In paint-stripping, ice blasting is used to overcome the cohesive bond of the coating. Depending on the paint or makeup of the bond, some coatings cannot be cleaned. Ice blasting is especially useful in removing lead paint, as it poses the least danger. Ice blasting has the lowest level of airborne contaminants for blasting technology in removing lead paint. Ice particles produce a blast mist, which helps to suppress dust or airborne particulates to minimize unintended dispersion. This characteristic of ice blast is of particular interest in terms of worker health and safety in the abatement process of asbestos and lead-based paint.

Molds[edit]

Ice blasting technology allows for thorough and efficient cleaning for molds in a wide range of industries, including tire manufacturing, automotive production, and packaging plants. Since the method is non-abrasive, the cleanings will not damage molding surfaces. Ice blasting can be used on hot or cold molds, reducing the downtime in production facilities. Ice sublimates on impact, so entrapment of the blasting media is not a concern. Grit entrapment is the reason abrasive media such as sand cannot be used to clean online.

Deburring[edit]

In some applications, material removal is achieved without abrasion. This is particularly common in the removal of fine burrs arising from machined aluminum such as automatic transmission components, and small flashings from castings. In these situations, the metal is loosely attached to the parent metal and hence can be readily displaced by the momentum of the blast agent. No abrasive erosion takes place as the remaining metal does not exhibit a smooth or rounded edge.

§ §

• [Written instruction 1]:
In the ice blasting excerpt, what keeps abrasive media such as sand from being used to clean molds online?

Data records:

§ §

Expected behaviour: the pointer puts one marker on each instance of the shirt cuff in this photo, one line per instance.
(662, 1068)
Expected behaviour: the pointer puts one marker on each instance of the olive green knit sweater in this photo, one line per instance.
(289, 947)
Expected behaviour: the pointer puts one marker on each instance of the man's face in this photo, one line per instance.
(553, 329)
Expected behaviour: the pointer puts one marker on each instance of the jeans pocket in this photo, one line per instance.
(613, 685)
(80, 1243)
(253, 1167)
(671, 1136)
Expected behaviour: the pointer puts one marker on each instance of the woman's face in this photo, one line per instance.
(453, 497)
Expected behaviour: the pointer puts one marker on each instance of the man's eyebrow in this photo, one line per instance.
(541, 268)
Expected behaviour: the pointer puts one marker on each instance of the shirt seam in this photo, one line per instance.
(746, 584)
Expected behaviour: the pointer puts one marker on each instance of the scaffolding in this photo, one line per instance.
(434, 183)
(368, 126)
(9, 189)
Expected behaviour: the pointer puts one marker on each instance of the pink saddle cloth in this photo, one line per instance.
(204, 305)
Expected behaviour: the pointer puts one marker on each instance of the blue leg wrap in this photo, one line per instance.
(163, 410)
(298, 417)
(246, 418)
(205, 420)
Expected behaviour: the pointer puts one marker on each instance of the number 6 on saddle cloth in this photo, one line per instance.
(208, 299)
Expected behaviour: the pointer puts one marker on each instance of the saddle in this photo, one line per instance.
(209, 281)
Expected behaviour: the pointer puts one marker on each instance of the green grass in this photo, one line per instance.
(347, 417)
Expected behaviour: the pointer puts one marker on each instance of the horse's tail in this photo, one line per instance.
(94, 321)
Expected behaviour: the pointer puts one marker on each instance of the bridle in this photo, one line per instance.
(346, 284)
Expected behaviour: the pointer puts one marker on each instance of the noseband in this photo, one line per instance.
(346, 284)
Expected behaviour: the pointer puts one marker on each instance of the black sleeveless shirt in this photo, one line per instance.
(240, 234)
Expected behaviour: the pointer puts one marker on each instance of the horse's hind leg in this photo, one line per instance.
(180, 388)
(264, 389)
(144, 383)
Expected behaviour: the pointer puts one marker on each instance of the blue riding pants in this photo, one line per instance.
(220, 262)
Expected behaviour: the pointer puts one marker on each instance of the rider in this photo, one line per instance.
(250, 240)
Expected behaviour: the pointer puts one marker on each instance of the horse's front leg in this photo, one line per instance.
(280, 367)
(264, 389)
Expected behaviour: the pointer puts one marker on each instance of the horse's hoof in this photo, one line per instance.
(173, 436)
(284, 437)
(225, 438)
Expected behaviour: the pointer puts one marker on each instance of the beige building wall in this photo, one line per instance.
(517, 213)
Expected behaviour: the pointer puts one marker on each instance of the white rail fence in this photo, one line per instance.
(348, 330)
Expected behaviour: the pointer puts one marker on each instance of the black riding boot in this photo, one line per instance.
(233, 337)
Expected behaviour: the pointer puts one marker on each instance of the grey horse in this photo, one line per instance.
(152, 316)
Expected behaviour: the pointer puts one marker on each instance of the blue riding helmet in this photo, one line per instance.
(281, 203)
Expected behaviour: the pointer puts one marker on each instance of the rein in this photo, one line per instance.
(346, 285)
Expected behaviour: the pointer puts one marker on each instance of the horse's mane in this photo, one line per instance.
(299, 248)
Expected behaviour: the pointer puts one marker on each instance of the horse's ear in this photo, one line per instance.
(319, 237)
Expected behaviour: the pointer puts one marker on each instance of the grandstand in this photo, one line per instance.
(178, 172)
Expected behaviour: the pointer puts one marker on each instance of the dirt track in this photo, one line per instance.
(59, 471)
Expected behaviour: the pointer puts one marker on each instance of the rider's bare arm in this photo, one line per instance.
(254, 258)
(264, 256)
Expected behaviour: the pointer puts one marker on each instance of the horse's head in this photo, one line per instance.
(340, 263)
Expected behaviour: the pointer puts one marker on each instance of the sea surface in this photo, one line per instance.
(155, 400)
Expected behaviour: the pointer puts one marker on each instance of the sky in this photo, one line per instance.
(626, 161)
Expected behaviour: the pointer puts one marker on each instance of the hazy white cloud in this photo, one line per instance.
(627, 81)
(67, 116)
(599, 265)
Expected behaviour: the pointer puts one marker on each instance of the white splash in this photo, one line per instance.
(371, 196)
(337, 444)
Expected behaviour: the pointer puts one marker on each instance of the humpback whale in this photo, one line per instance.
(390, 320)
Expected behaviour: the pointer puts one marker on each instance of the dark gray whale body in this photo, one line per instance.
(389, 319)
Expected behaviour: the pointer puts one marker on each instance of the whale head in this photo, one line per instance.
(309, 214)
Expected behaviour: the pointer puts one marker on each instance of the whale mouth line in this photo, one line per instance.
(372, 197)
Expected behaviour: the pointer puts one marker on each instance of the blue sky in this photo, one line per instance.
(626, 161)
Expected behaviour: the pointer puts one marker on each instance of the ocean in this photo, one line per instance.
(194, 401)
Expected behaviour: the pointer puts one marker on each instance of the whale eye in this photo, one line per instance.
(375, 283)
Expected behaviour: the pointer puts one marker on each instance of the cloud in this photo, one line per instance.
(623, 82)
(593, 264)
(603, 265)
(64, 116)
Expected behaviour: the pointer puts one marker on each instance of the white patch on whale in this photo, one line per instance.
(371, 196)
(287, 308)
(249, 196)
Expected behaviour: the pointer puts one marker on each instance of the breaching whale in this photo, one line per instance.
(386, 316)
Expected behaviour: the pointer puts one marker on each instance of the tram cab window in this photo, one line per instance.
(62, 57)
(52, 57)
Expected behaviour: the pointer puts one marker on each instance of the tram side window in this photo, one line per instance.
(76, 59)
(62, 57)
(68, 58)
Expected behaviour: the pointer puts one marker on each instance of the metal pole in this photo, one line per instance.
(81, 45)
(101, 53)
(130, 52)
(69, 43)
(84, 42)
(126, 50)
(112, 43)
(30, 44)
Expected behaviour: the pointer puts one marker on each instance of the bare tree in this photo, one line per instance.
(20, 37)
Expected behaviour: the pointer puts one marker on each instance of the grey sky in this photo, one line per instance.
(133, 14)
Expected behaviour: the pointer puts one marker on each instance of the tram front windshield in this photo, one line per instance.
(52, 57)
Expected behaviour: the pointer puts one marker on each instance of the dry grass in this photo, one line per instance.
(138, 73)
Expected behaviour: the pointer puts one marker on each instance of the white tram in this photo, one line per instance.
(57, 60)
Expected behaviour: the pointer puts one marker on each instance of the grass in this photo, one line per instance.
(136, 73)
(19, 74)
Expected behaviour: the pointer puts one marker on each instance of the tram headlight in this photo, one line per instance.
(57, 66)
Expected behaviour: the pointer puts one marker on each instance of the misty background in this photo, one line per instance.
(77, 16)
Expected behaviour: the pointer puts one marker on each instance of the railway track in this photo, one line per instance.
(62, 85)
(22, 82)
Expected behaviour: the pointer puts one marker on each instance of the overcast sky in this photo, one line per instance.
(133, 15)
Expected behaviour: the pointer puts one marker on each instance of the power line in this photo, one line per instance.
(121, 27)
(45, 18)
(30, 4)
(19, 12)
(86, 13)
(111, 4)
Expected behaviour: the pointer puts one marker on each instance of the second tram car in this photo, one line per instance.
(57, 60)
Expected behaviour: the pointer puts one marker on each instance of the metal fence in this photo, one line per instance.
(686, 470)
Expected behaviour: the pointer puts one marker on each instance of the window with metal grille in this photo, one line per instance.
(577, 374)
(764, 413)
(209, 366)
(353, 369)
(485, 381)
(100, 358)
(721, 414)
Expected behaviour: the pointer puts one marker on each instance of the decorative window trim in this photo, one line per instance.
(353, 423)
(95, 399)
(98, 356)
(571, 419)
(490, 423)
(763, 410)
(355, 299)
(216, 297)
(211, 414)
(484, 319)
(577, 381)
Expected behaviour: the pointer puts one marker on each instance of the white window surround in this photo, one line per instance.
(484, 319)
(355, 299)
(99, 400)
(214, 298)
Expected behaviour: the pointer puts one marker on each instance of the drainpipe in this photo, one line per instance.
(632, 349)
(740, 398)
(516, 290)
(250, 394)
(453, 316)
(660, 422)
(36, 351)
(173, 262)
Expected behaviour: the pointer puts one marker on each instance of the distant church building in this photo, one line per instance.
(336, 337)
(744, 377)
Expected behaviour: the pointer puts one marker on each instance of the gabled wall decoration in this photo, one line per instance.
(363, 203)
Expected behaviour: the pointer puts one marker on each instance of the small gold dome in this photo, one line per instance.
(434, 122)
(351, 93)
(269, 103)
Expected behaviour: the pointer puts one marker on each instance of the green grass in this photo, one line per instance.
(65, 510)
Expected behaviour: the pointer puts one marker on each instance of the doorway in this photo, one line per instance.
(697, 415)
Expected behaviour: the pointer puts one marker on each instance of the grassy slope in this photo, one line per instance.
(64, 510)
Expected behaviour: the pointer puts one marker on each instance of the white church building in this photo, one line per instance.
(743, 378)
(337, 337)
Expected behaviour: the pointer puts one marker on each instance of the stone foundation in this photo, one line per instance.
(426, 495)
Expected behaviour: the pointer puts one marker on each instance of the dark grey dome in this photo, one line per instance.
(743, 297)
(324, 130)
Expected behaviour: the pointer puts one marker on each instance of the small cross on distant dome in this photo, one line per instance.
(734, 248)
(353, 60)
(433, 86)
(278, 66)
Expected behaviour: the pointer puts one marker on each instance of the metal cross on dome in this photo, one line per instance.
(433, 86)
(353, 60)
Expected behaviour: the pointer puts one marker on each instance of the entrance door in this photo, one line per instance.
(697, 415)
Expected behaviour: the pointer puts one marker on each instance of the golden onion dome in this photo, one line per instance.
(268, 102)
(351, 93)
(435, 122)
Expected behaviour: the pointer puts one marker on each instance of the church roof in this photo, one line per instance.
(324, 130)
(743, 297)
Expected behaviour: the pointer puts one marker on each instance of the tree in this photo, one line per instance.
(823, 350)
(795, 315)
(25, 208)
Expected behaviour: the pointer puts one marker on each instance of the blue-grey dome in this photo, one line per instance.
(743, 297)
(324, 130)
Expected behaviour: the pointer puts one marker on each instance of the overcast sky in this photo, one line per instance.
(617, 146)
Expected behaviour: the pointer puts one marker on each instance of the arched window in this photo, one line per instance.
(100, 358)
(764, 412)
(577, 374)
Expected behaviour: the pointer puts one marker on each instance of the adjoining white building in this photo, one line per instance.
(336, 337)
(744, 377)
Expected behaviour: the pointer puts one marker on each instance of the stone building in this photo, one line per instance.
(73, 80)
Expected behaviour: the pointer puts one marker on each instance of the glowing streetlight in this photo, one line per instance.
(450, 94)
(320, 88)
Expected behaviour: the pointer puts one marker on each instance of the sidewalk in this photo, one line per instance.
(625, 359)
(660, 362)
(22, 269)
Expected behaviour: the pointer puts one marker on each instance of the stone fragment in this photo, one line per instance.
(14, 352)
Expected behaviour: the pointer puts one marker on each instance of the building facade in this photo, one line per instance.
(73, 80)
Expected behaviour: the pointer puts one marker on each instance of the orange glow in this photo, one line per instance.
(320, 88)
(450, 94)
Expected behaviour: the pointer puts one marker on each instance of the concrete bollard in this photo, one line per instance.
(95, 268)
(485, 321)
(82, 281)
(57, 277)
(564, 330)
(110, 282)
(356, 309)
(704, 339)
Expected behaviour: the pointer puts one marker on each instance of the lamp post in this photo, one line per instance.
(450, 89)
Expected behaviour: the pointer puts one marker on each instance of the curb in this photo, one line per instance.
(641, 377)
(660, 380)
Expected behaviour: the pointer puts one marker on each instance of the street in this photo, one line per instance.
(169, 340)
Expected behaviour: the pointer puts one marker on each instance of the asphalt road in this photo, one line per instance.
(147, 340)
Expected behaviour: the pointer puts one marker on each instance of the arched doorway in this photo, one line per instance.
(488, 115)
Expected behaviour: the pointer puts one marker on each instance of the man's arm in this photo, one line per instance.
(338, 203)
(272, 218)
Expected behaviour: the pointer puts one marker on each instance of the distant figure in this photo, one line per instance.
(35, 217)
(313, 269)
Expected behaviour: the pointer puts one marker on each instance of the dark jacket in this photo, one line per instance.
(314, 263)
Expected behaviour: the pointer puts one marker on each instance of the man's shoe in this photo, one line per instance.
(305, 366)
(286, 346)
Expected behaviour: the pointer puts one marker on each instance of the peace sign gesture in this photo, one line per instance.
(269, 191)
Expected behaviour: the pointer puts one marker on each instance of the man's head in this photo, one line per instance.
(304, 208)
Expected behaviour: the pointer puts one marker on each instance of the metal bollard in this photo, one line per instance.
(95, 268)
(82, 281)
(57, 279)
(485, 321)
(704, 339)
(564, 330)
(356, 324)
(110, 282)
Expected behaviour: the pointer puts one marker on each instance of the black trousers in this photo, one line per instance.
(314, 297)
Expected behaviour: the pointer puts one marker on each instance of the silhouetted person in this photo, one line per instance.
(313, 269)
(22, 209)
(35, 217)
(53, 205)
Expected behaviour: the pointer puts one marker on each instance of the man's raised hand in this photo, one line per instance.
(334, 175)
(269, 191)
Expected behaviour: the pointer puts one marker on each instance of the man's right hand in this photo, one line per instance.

§ §

• [Written instruction 2]:
Rescale everything in the data entries from the first line down to the line that contains "(671, 1136)", with both ends included. Write each line again, requests included, multiplying every coordinate in the answers by 2.25 and rounding to whole numbers, with halves rounded up.

• [Expected answer 1]:
Grit entrapment.

• [Expected answer 2]:
Expected behaviour: the pointer puts one marker on each instance of the shirt cuff in this photo, one line per instance.
(1490, 2403)
Expected behaviour: the pointer puts one marker on each instance of the olive green knit sweater in this photo, one line per instance.
(650, 2131)
Expected behaviour: the pointer puts one marker on each instance of the man's face in this photo, one line per instance.
(1244, 740)
Expected behaviour: the pointer puts one marker on each instance of the jeans pocket in this photo, one line per instance.
(1379, 1541)
(180, 2797)
(569, 2626)
(1510, 2556)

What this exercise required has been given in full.